Provided information ▸
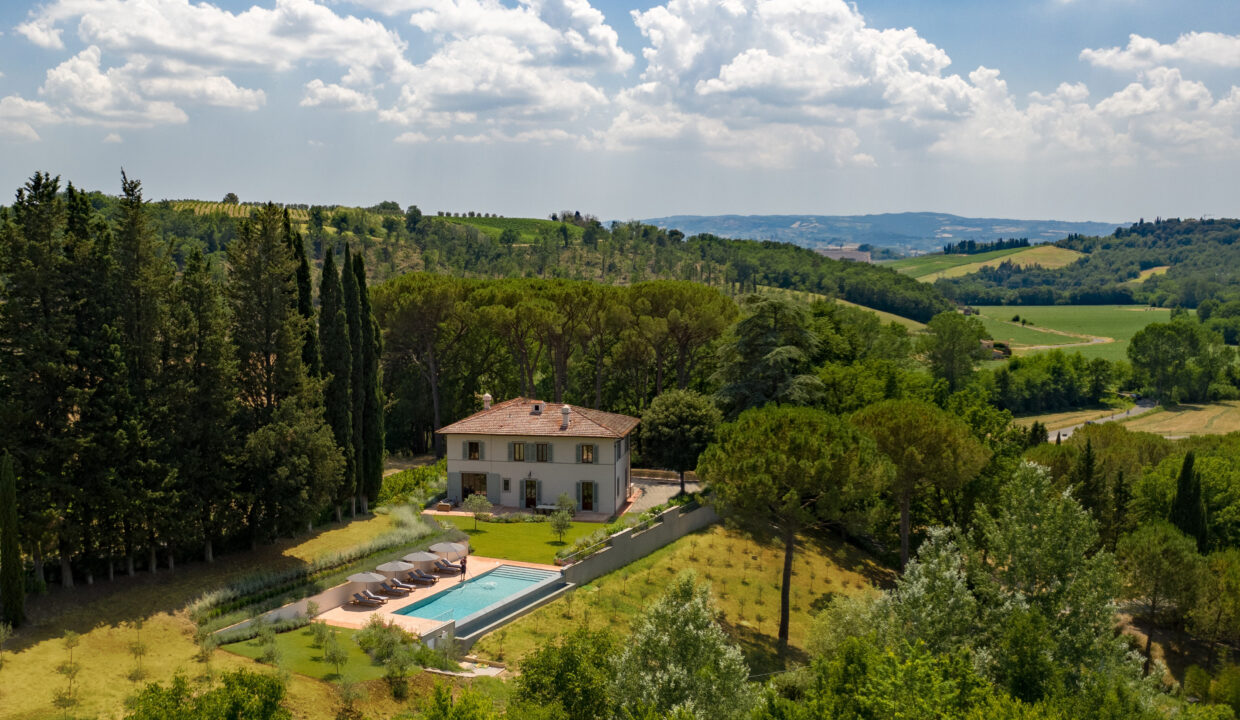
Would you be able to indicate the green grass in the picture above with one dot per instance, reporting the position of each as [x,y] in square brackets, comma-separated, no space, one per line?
[1018,336]
[298,654]
[913,325]
[527,228]
[924,265]
[106,612]
[744,578]
[522,542]
[1119,322]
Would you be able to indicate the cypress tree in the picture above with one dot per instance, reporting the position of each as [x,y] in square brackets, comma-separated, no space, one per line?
[372,415]
[305,300]
[356,393]
[337,371]
[13,592]
[1188,508]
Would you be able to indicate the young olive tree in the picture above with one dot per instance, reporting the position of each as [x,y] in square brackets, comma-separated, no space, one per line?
[778,472]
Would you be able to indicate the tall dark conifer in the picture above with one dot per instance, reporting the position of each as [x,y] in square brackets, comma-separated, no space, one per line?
[356,390]
[201,430]
[13,590]
[372,405]
[305,298]
[1188,508]
[337,372]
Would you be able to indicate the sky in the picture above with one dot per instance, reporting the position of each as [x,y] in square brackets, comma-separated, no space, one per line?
[1042,109]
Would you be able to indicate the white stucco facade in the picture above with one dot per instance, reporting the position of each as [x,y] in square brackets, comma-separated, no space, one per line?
[526,470]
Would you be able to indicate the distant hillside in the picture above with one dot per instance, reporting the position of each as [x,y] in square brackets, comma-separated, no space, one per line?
[920,232]
[1166,263]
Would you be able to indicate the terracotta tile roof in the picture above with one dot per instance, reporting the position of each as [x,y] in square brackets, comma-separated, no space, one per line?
[516,417]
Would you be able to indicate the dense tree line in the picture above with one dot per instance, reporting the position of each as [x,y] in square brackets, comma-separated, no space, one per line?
[1200,255]
[974,247]
[160,405]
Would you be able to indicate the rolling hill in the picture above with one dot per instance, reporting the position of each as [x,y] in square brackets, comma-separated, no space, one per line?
[921,232]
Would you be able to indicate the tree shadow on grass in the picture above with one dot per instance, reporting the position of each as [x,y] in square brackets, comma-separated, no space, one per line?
[761,649]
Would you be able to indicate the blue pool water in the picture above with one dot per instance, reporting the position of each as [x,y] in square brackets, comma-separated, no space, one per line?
[478,594]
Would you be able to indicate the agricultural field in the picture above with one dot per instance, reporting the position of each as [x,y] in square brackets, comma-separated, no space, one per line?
[923,265]
[1181,420]
[1059,420]
[527,228]
[1117,322]
[107,616]
[744,578]
[1044,255]
[232,210]
[913,325]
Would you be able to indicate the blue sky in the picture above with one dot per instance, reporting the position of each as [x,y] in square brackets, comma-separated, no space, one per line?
[1081,109]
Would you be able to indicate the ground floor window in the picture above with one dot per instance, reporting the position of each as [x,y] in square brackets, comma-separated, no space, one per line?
[473,482]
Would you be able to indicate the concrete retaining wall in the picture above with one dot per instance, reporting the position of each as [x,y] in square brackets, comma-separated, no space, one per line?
[629,545]
[326,600]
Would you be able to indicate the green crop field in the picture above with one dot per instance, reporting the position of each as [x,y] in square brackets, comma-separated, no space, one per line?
[1117,322]
[913,325]
[930,268]
[528,228]
[232,210]
[924,265]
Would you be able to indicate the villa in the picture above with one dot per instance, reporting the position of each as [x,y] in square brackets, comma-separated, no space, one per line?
[525,454]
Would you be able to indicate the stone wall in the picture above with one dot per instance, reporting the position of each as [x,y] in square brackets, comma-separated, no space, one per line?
[635,543]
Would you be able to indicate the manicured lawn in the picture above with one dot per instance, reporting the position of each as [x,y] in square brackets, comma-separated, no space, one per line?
[298,654]
[1119,322]
[1205,419]
[523,542]
[744,578]
[104,615]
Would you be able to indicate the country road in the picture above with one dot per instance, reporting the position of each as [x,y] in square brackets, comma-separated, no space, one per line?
[1142,407]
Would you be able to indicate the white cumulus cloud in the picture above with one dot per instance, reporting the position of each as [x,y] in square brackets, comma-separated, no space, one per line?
[1203,48]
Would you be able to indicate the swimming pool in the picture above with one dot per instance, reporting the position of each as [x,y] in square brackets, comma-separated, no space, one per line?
[474,596]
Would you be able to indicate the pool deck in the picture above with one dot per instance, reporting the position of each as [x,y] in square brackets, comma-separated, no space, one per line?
[356,616]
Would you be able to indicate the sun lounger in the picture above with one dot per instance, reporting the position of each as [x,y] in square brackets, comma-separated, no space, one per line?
[422,580]
[391,590]
[445,566]
[358,599]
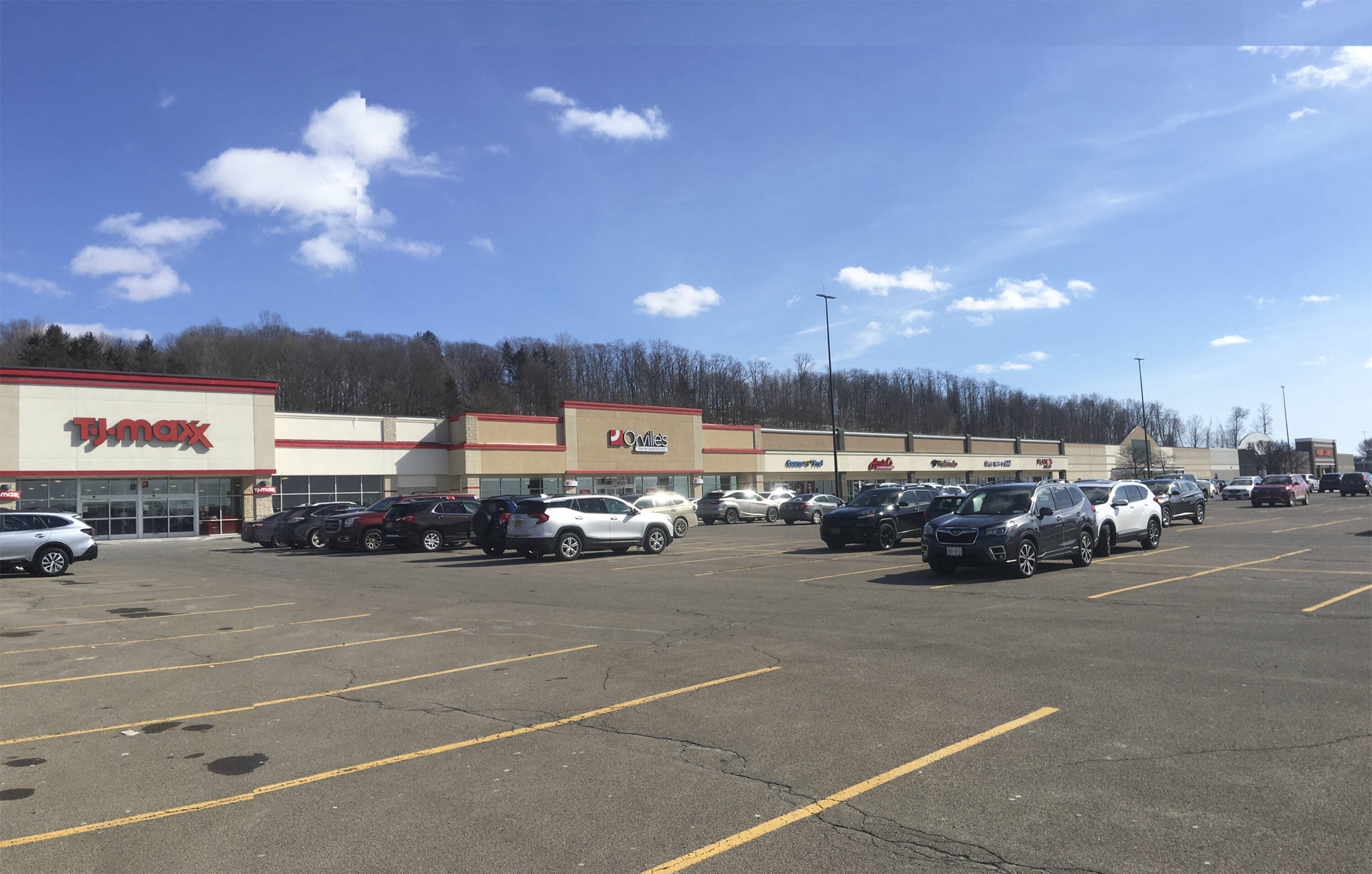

Objective ▸
Could you convert all of the data above into a numbered list, dropping any blank lines and leaving the pictures out?

Result ▸
1. Would you be able to indicate the green grass in the picture above with one dot per instance, reporting the position of each as [x,y] in square brackets, comma-separated, no space, one per line?
2. [1018,336]
3. [298,654]
4. [913,325]
5. [527,228]
6. [924,265]
7. [106,612]
8. [744,578]
9. [522,542]
10. [1119,322]
11. Would you be able to indicate the cypress tree in the picture above with one dot per instance, reporting the position of each as [x,y] in square brackets, comma-separated, no space, one per line?
12. [372,415]
13. [305,300]
14. [356,393]
15. [337,371]
16. [13,592]
17. [1188,508]
18. Would you be able to indicate the young olive tree in the picture above with one dot per instance, reporting the position of each as [x,y] in square brackets, comma-separated, no space, one per line?
19. [778,472]
20. Would you be able to indicate the tall dark conifer in the picture above with one dot per instance, reporting the position of each as [x,y] in square brackets, comma-separated, no space, one per line?
21. [356,390]
22. [201,430]
23. [13,590]
24. [372,405]
25. [305,298]
26. [1188,508]
27. [337,372]
28. Would you be able to indicate the sky in the picture above with one dot per instance, reporting the position of each as [x,y] in square brackets, comma-separated, no space, one per line?
29. [1042,109]
30. Would you be able to indicate the white stucco facade in the picture above with one dot per instance, reporting the position of each as [x,y] in square brackets, comma-separated, no space, one per line?
31. [526,470]
32. Would you be able to indicate the distant hillside in the picture above with one dot per instance, reporting the position of each as [x,y] in square brackets, comma-separated, no space, one per line?
33. [920,232]
34. [1166,263]
35. Would you be able to indicate the terracotta tile roof in the picture above with one dot per instance, reporting the position of each as [x,y] in square brackets, comma-separated, no space, one per line?
36. [516,417]
37. Would you be able to indicate the dense tree line in the picture above with one dot per instance, reporting the position of each as [x,y] in square brackets, comma-separated, no space, one per line?
38. [1200,255]
39. [974,247]
40. [160,405]
41. Would you be able to indicate the rolling hill in the picture above with one dot per instance, reporting the position of each as [x,y] in square brackets, comma-separated, no space, one per line?
42. [921,232]
43. Would you be able to indicate the tree shadow on grass in the picture above with one dot per instance, reporting the position of each as [x,y] in square brackets, comma-separated, no space, one per line?
44. [761,649]
45. Would you be able to indicate the blue pool water in the picture above with one dot per instance, reporting the position of each as [x,y] in square brackets, comma-separated, no space, one per line?
46. [478,594]
47. Would you be able to indicate the agricultural field in the picture above with one dot per instance, reporting the position of each as [x,y] in square brackets, comma-separated, no space, one per line?
48. [923,265]
49. [1181,420]
50. [1059,420]
51. [527,228]
52. [1117,322]
53. [107,616]
54. [744,578]
55. [1044,255]
56. [232,210]
57. [913,325]
58. Would you be able to indicate the blue sky in the picture above with one dot per instance, reporting the position of each as [x,y] in square brackets, comma-separated, no space, one per line?
59. [1081,109]
60. Would you be able to indicate the ground floor window in the picture above with one dot per instance, reporting the position of each as [x,y] in square brackets, comma-separated, no space, one per line?
61. [473,482]
62. Would you be able to indicate the concrete retaining wall in the picture above with one dot per instance, reporting the position of each as [x,y] in square brackets, comma-separated, no space, one per line?
63. [629,545]
64. [326,600]
65. Would you be able to indicate the green crop field in the picture above with one dot per instance, reporting the position of each as [x,y] in square brackets, comma-separated, no space, one per line?
66. [1117,322]
67. [913,325]
68. [930,268]
69. [528,228]
70. [232,210]
71. [924,265]
72. Would you be able to indicate the villa in the picture above with one dot per instance, reporting the position of each as [x,y] in square brackets, comma-separated, no space, one per line?
73. [525,454]
74. Would you be able to indicate the stone wall in the picture above with one dot per instance, reporting the position of each as [x,y] in square brackets, comma-separated, no space, one per line?
75. [635,543]
76. Would you be able to indicate the manicured lawn in the picture above with one dot per instance, reporting the position of each as [x,y] in square brackets, comma-separated, no space, one per line?
77. [298,654]
78. [1119,322]
79. [1205,419]
80. [523,542]
81. [744,578]
82. [104,615]
83. Would you be able to indicate the country road in the picture above with one dot per instance, reporting the position of each as [x,y] in square brackets, comma-separated, no space, one per line?
84. [1142,407]
85. Would you be able to indicate the white cumulus cloud in the picture above with one dot per instance, reporting the position of each as [x,y] in square brackets, comma-separated, no space, one per line?
86. [1203,48]
87. Would you be able to indicate the swimming pool in the picture above with one dot per instance, reporting the position of each as [x,y] in square brackets, comma-separated, no space, one per line?
88. [474,596]
89. Would you be able to indicate the pool deck in the picture above with one dot per instance, reporting the position of each as [x,y] in square brackets, comma-separated, no space, one per line?
90. [356,616]
91. Would you be able to indicate the sun lounger in the picture above with one dot per instance, reporting the position of each as [x,y] in square brackets, comma-separated, no space, one per line?
92. [422,580]
93. [391,590]
94. [445,566]
95. [358,599]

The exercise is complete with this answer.